▶ **PROBLEM REQUIREMENTS**:
In the entries below, begin at the line that contains "Note to the class: we label each instance of the cup" and continue through the last line of the entries. Rewrite those lines, both ends included, as a JSON list of strings with one string per line and no blank lines.

▶ **MATERIAL FOR THIS TASK**:
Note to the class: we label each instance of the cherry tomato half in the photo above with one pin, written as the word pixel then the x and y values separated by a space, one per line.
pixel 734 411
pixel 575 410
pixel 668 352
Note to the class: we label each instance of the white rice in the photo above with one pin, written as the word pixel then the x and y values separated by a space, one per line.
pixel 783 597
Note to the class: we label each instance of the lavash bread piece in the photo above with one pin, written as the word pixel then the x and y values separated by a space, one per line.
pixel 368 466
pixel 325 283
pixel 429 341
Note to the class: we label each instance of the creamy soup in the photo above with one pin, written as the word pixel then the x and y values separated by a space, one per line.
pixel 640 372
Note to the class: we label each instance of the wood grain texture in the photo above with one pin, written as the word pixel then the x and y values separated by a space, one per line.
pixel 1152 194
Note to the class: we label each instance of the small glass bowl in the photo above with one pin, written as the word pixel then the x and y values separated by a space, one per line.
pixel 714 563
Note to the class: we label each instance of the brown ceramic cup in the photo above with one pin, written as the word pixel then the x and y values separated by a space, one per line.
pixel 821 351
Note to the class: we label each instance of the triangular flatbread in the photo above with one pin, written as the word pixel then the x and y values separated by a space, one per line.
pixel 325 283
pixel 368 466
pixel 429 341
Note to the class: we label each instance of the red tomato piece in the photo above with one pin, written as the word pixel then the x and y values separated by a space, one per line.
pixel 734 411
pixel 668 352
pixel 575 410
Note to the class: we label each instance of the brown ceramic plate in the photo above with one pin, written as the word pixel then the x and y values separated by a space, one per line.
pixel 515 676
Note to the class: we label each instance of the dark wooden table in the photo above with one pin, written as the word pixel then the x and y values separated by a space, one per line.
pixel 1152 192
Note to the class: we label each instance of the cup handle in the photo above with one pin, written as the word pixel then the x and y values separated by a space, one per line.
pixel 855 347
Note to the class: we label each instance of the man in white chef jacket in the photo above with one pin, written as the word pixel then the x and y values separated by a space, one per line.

▶ **EXERCISE SOLUTION**:
[
  "Note to the class: we label each instance of the cup handle in the photo above with one pin, written as the word pixel then the x and y values separated by a space, one per line.",
  "pixel 855 347",
  "Note to the class: we label each instance of the man in white chef jacket in the photo above with one pin, written as the word pixel then the x and y values separated by a space, one per line."
]